--- Dataset records Enclosed Below ---

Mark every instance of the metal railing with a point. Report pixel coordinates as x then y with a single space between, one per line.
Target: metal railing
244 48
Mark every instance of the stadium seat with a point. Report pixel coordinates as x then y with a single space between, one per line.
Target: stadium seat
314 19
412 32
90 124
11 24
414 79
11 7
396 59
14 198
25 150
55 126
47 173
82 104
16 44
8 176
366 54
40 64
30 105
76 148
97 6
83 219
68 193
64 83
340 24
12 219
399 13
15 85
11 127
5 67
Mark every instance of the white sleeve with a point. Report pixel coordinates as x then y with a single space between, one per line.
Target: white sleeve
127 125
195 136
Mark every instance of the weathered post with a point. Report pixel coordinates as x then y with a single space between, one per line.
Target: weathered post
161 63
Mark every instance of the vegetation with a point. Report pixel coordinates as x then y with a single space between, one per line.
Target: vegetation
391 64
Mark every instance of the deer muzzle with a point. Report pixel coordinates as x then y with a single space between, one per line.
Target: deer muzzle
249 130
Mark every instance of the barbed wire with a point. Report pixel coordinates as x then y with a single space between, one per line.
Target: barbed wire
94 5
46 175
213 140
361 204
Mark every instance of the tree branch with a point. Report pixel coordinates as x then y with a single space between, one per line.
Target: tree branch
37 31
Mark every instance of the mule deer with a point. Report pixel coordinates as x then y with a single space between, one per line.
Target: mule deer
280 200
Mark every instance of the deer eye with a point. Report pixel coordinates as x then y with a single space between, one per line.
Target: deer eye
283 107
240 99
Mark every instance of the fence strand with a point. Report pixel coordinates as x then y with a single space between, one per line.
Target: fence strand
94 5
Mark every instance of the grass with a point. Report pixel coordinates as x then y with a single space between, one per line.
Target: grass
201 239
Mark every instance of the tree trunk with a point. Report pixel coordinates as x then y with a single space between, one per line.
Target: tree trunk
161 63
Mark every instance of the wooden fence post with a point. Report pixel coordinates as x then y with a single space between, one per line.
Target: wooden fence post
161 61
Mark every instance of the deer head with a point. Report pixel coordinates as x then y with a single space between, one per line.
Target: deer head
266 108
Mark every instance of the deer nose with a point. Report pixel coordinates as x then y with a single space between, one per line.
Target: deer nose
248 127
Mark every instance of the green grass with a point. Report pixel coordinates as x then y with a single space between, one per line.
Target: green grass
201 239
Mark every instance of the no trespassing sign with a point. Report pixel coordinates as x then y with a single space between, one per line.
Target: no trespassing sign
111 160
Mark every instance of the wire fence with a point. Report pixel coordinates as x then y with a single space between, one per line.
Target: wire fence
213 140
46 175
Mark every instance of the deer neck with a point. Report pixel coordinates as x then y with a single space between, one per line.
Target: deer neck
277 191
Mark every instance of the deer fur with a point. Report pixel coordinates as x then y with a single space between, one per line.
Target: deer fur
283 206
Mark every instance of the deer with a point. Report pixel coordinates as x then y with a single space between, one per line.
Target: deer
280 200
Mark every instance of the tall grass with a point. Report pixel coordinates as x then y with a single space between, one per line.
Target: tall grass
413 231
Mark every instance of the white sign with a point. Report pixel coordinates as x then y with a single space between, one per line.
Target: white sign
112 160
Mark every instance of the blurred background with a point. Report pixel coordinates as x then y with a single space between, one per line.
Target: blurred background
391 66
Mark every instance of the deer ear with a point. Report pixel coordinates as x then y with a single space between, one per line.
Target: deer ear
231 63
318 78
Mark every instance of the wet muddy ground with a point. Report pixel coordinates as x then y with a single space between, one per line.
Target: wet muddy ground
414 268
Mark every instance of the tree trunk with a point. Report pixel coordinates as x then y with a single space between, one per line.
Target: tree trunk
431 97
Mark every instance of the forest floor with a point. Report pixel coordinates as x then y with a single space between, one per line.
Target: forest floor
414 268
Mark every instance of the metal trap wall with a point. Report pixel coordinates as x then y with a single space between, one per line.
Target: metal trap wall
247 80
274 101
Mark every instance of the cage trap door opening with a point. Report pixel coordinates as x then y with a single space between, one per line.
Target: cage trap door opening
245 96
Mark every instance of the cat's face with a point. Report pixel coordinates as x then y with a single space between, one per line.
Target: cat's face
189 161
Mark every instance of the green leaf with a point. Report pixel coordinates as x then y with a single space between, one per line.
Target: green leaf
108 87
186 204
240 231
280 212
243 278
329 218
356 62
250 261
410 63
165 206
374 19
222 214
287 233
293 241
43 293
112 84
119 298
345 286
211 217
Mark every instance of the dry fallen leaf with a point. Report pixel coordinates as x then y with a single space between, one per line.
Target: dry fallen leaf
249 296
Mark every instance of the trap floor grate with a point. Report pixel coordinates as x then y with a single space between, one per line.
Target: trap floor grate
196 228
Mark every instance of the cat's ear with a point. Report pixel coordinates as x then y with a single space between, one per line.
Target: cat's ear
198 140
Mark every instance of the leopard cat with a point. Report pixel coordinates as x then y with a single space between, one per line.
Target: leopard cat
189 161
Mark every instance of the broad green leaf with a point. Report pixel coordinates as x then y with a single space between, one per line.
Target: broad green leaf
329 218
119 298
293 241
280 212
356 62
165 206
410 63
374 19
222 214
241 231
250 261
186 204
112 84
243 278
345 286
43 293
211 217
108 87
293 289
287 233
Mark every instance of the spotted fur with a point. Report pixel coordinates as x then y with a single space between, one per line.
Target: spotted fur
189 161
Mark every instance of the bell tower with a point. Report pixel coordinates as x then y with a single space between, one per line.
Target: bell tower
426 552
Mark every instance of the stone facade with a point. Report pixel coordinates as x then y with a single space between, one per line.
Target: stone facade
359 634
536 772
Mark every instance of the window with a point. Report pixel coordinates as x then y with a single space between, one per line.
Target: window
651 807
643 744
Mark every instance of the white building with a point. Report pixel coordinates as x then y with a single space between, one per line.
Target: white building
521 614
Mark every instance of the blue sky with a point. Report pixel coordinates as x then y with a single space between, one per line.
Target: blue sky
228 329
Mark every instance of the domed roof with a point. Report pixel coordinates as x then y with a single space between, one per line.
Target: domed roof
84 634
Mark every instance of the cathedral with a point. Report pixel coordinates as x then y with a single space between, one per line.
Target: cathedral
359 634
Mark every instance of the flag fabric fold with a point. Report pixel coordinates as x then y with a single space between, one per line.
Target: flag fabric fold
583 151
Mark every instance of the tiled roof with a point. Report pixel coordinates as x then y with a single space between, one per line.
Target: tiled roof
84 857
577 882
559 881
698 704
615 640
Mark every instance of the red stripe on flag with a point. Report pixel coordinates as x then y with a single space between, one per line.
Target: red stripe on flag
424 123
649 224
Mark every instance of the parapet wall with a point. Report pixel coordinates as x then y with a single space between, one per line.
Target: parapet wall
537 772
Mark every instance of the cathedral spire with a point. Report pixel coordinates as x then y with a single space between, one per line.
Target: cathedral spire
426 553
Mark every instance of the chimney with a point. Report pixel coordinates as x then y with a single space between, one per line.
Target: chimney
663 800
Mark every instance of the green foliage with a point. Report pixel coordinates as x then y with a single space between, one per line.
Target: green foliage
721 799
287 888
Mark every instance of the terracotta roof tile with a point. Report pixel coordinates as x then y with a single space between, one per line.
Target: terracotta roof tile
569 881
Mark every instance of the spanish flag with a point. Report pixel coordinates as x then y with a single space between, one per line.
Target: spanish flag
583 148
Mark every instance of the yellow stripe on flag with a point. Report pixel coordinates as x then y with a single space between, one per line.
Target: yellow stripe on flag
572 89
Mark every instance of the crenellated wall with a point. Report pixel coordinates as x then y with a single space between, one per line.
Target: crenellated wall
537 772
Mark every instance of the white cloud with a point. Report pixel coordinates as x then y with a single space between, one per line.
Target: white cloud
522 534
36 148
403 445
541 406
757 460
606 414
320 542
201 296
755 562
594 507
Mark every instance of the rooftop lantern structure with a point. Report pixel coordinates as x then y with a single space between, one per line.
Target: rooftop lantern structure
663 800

--- End of Enclosed Dataset records ---

The required output is the exact run of lines from the beginning of the records to the line with "Mark every instance of the stadium", that line included.

- _Result_:
Mark every instance of the metal railing with a point. Report pixel coordinates as x then y with a single space between, one per line.
Target: metal railing
244 48
Mark every instance of the stadium seat with a point. Report pixel coordinates as x then y with a single space between, one per line.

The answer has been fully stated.